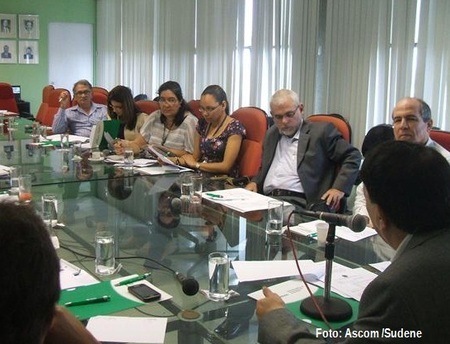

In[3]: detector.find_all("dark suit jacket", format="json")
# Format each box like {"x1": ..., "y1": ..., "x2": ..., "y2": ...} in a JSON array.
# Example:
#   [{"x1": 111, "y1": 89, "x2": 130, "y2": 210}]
[
  {"x1": 259, "y1": 229, "x2": 450, "y2": 344},
  {"x1": 254, "y1": 120, "x2": 361, "y2": 203}
]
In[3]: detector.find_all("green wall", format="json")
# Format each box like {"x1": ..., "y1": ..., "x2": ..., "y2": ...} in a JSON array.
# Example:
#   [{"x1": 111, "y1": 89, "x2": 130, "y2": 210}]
[{"x1": 0, "y1": 0, "x2": 96, "y2": 114}]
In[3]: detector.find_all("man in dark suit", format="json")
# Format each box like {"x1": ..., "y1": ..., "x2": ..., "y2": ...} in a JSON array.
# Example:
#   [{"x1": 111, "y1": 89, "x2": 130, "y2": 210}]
[
  {"x1": 256, "y1": 141, "x2": 450, "y2": 344},
  {"x1": 246, "y1": 90, "x2": 361, "y2": 209}
]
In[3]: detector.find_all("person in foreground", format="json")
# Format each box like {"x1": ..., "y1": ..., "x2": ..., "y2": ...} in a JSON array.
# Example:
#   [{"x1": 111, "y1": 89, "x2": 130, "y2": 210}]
[
  {"x1": 246, "y1": 89, "x2": 361, "y2": 211},
  {"x1": 52, "y1": 80, "x2": 108, "y2": 137},
  {"x1": 0, "y1": 202, "x2": 98, "y2": 344},
  {"x1": 256, "y1": 141, "x2": 450, "y2": 344}
]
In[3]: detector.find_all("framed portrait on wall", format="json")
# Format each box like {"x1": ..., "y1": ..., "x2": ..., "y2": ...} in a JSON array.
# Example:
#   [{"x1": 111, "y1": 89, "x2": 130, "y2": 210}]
[
  {"x1": 18, "y1": 14, "x2": 39, "y2": 39},
  {"x1": 17, "y1": 41, "x2": 39, "y2": 64},
  {"x1": 0, "y1": 39, "x2": 17, "y2": 63},
  {"x1": 0, "y1": 13, "x2": 17, "y2": 38}
]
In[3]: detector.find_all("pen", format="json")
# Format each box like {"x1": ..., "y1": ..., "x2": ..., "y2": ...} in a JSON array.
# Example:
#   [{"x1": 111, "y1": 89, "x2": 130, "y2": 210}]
[
  {"x1": 206, "y1": 192, "x2": 223, "y2": 198},
  {"x1": 115, "y1": 272, "x2": 152, "y2": 287},
  {"x1": 64, "y1": 295, "x2": 111, "y2": 307}
]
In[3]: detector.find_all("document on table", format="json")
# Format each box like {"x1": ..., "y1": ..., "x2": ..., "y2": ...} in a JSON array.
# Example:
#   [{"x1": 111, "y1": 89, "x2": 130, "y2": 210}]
[
  {"x1": 59, "y1": 259, "x2": 99, "y2": 289},
  {"x1": 231, "y1": 260, "x2": 325, "y2": 282},
  {"x1": 136, "y1": 165, "x2": 192, "y2": 176},
  {"x1": 310, "y1": 262, "x2": 378, "y2": 301},
  {"x1": 202, "y1": 188, "x2": 284, "y2": 213},
  {"x1": 86, "y1": 316, "x2": 167, "y2": 344},
  {"x1": 248, "y1": 279, "x2": 317, "y2": 303},
  {"x1": 290, "y1": 220, "x2": 377, "y2": 242}
]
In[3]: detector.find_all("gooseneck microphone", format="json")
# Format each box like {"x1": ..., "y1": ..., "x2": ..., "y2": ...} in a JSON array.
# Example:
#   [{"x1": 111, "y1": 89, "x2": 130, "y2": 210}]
[
  {"x1": 175, "y1": 271, "x2": 200, "y2": 296},
  {"x1": 297, "y1": 209, "x2": 367, "y2": 232}
]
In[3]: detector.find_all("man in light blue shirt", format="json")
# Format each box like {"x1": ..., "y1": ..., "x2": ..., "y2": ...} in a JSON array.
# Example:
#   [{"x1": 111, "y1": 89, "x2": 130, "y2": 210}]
[{"x1": 52, "y1": 80, "x2": 108, "y2": 137}]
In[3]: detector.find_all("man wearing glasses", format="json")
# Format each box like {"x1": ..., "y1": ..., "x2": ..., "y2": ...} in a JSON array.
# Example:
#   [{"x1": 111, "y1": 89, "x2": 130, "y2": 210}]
[
  {"x1": 246, "y1": 89, "x2": 361, "y2": 210},
  {"x1": 52, "y1": 80, "x2": 108, "y2": 137}
]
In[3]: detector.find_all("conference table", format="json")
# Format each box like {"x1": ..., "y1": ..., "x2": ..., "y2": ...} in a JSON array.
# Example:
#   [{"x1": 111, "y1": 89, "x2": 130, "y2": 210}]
[{"x1": 0, "y1": 120, "x2": 390, "y2": 344}]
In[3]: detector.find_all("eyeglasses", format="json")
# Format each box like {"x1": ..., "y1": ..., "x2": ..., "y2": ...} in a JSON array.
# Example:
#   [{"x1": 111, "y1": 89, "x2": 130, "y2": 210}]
[
  {"x1": 270, "y1": 105, "x2": 300, "y2": 121},
  {"x1": 158, "y1": 97, "x2": 178, "y2": 105},
  {"x1": 75, "y1": 90, "x2": 91, "y2": 96},
  {"x1": 198, "y1": 104, "x2": 221, "y2": 113}
]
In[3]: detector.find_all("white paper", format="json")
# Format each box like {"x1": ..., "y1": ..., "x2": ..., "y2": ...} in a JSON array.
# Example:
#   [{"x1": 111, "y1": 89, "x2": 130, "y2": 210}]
[
  {"x1": 369, "y1": 261, "x2": 391, "y2": 272},
  {"x1": 231, "y1": 260, "x2": 325, "y2": 282},
  {"x1": 290, "y1": 220, "x2": 377, "y2": 242},
  {"x1": 86, "y1": 316, "x2": 167, "y2": 344},
  {"x1": 248, "y1": 279, "x2": 317, "y2": 303},
  {"x1": 59, "y1": 259, "x2": 98, "y2": 289},
  {"x1": 136, "y1": 165, "x2": 191, "y2": 176},
  {"x1": 202, "y1": 188, "x2": 290, "y2": 213}
]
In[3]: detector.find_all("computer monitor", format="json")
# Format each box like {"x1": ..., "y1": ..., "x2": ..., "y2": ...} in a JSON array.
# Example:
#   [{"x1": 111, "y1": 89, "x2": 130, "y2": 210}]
[{"x1": 11, "y1": 85, "x2": 22, "y2": 101}]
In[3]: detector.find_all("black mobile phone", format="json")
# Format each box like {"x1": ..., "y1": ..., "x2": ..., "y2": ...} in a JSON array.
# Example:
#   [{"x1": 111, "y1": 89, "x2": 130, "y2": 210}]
[{"x1": 128, "y1": 283, "x2": 161, "y2": 302}]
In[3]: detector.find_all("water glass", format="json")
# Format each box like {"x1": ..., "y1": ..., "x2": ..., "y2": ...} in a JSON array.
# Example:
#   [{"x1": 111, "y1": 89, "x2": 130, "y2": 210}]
[
  {"x1": 191, "y1": 174, "x2": 203, "y2": 204},
  {"x1": 208, "y1": 252, "x2": 230, "y2": 301},
  {"x1": 266, "y1": 200, "x2": 284, "y2": 235},
  {"x1": 18, "y1": 174, "x2": 32, "y2": 203},
  {"x1": 123, "y1": 148, "x2": 134, "y2": 168},
  {"x1": 95, "y1": 231, "x2": 116, "y2": 276},
  {"x1": 41, "y1": 194, "x2": 58, "y2": 229}
]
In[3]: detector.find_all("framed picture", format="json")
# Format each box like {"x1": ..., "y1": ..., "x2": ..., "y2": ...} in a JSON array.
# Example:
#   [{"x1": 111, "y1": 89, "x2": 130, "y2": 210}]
[
  {"x1": 0, "y1": 39, "x2": 17, "y2": 63},
  {"x1": 19, "y1": 14, "x2": 39, "y2": 39},
  {"x1": 17, "y1": 41, "x2": 39, "y2": 64},
  {"x1": 0, "y1": 13, "x2": 17, "y2": 38}
]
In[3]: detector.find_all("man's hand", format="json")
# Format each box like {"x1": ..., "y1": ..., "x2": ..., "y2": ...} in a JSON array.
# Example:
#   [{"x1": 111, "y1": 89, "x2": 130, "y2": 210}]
[
  {"x1": 256, "y1": 287, "x2": 284, "y2": 320},
  {"x1": 321, "y1": 189, "x2": 345, "y2": 209},
  {"x1": 59, "y1": 91, "x2": 69, "y2": 109},
  {"x1": 245, "y1": 182, "x2": 258, "y2": 192}
]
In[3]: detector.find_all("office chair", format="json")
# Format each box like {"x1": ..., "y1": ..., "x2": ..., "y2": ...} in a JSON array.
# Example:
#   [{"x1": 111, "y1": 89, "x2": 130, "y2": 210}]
[
  {"x1": 136, "y1": 100, "x2": 159, "y2": 114},
  {"x1": 0, "y1": 82, "x2": 19, "y2": 114},
  {"x1": 306, "y1": 113, "x2": 352, "y2": 143},
  {"x1": 188, "y1": 99, "x2": 203, "y2": 119},
  {"x1": 430, "y1": 129, "x2": 450, "y2": 151},
  {"x1": 231, "y1": 107, "x2": 268, "y2": 177}
]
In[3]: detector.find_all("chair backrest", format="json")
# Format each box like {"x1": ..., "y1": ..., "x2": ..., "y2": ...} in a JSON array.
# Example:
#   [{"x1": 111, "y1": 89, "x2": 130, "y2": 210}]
[
  {"x1": 430, "y1": 129, "x2": 450, "y2": 151},
  {"x1": 136, "y1": 100, "x2": 159, "y2": 115},
  {"x1": 188, "y1": 99, "x2": 203, "y2": 119},
  {"x1": 0, "y1": 82, "x2": 19, "y2": 113},
  {"x1": 306, "y1": 113, "x2": 352, "y2": 143},
  {"x1": 36, "y1": 85, "x2": 55, "y2": 124},
  {"x1": 39, "y1": 88, "x2": 72, "y2": 127},
  {"x1": 231, "y1": 107, "x2": 268, "y2": 177}
]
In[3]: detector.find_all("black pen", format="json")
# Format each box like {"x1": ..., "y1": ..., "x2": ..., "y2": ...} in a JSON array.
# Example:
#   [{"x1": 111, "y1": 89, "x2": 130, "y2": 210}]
[
  {"x1": 115, "y1": 272, "x2": 152, "y2": 287},
  {"x1": 64, "y1": 295, "x2": 111, "y2": 307}
]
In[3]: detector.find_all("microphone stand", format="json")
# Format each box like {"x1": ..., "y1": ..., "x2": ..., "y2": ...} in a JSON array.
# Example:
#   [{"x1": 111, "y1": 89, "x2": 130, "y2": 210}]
[{"x1": 300, "y1": 223, "x2": 353, "y2": 321}]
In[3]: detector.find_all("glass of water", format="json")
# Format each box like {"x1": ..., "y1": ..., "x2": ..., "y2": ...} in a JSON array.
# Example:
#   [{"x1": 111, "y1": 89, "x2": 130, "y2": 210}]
[
  {"x1": 95, "y1": 231, "x2": 116, "y2": 276},
  {"x1": 208, "y1": 252, "x2": 230, "y2": 301},
  {"x1": 266, "y1": 200, "x2": 283, "y2": 235},
  {"x1": 41, "y1": 194, "x2": 58, "y2": 230}
]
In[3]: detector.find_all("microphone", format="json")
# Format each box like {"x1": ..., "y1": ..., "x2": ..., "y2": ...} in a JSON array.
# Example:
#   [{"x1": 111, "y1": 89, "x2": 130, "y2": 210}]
[
  {"x1": 175, "y1": 271, "x2": 200, "y2": 296},
  {"x1": 298, "y1": 209, "x2": 367, "y2": 232}
]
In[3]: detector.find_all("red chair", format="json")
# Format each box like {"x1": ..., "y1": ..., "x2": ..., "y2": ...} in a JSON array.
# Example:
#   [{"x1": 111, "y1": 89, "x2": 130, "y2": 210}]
[
  {"x1": 231, "y1": 107, "x2": 268, "y2": 177},
  {"x1": 188, "y1": 99, "x2": 203, "y2": 119},
  {"x1": 306, "y1": 113, "x2": 352, "y2": 143},
  {"x1": 136, "y1": 100, "x2": 159, "y2": 115},
  {"x1": 0, "y1": 82, "x2": 19, "y2": 114},
  {"x1": 430, "y1": 129, "x2": 450, "y2": 151},
  {"x1": 36, "y1": 85, "x2": 55, "y2": 124}
]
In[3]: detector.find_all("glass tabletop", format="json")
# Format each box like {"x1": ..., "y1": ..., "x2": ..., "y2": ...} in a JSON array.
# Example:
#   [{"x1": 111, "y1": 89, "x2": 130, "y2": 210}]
[{"x1": 0, "y1": 127, "x2": 391, "y2": 343}]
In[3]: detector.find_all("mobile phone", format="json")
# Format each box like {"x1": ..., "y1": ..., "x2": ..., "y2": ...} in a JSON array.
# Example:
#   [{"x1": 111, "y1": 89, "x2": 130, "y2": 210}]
[{"x1": 128, "y1": 283, "x2": 161, "y2": 302}]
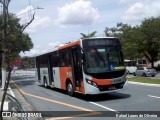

————————

» TO DO:
Report every line in the entries above that contains the word "microphone".

» RESULT FOR THIS EXERCISE:
In[3]: detector.find_all("gooseneck microphone", format="json")
In[3]: detector.find_all("microphone stand", format="json")
In[3]: detector.find_all("microphone", format="json")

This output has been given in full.